- Task instructions: If a line of the data below holds the word "bunch", list it.

- Available records:
***

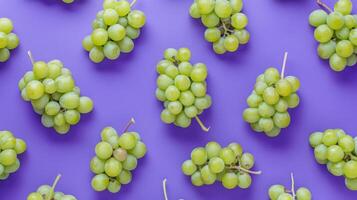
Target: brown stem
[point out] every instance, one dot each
(322, 4)
(131, 122)
(203, 127)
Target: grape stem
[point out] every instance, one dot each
(203, 127)
(292, 185)
(240, 168)
(132, 3)
(322, 4)
(284, 65)
(164, 188)
(131, 122)
(31, 57)
(53, 187)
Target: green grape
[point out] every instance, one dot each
(223, 8)
(99, 36)
(199, 156)
(111, 50)
(239, 21)
(323, 33)
(343, 6)
(212, 34)
(318, 17)
(230, 180)
(100, 182)
(231, 43)
(130, 163)
(275, 191)
(335, 20)
(336, 168)
(97, 165)
(188, 167)
(213, 149)
(211, 20)
(6, 25)
(244, 180)
(326, 50)
(110, 16)
(344, 48)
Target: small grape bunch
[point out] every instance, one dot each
(8, 40)
(116, 156)
(270, 100)
(182, 87)
(47, 192)
(279, 192)
(338, 151)
(225, 23)
(52, 92)
(228, 165)
(336, 33)
(114, 29)
(10, 148)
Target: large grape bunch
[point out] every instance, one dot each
(337, 34)
(270, 100)
(8, 40)
(338, 151)
(10, 148)
(52, 92)
(225, 23)
(229, 165)
(114, 30)
(280, 192)
(47, 192)
(116, 156)
(182, 87)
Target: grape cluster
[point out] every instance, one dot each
(224, 22)
(8, 40)
(269, 102)
(114, 30)
(338, 151)
(10, 148)
(182, 87)
(228, 165)
(52, 92)
(116, 156)
(280, 192)
(47, 192)
(337, 34)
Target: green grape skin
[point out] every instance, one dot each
(323, 33)
(244, 180)
(100, 182)
(199, 156)
(188, 167)
(230, 180)
(318, 17)
(275, 191)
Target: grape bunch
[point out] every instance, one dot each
(228, 165)
(10, 148)
(116, 156)
(52, 92)
(8, 40)
(280, 192)
(114, 29)
(338, 151)
(182, 87)
(225, 23)
(337, 34)
(47, 192)
(270, 100)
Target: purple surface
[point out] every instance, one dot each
(125, 88)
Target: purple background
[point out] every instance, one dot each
(125, 88)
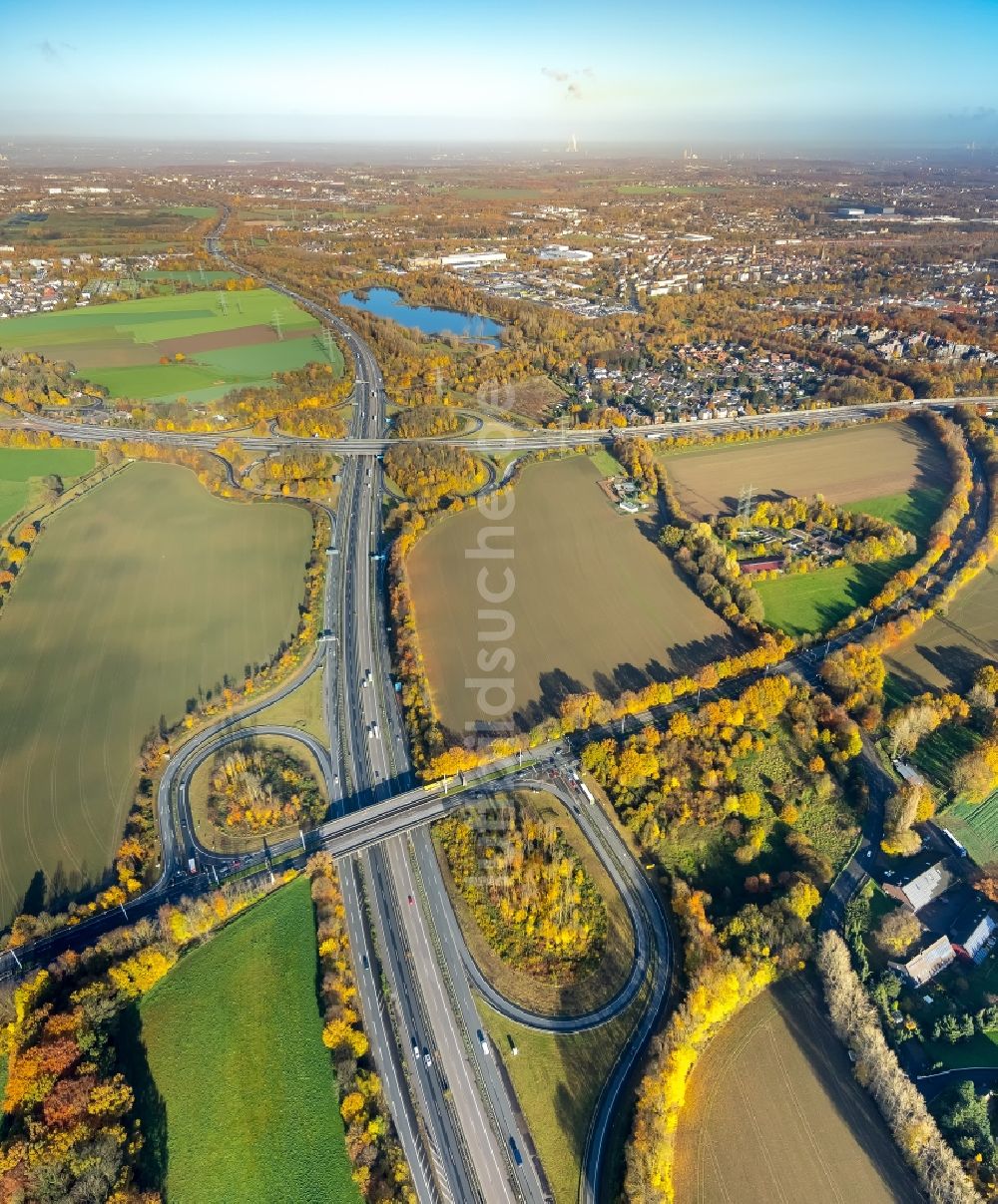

***

- Answer section:
Target: small grape bunch
Target: large grape bunch
Target: grape bunch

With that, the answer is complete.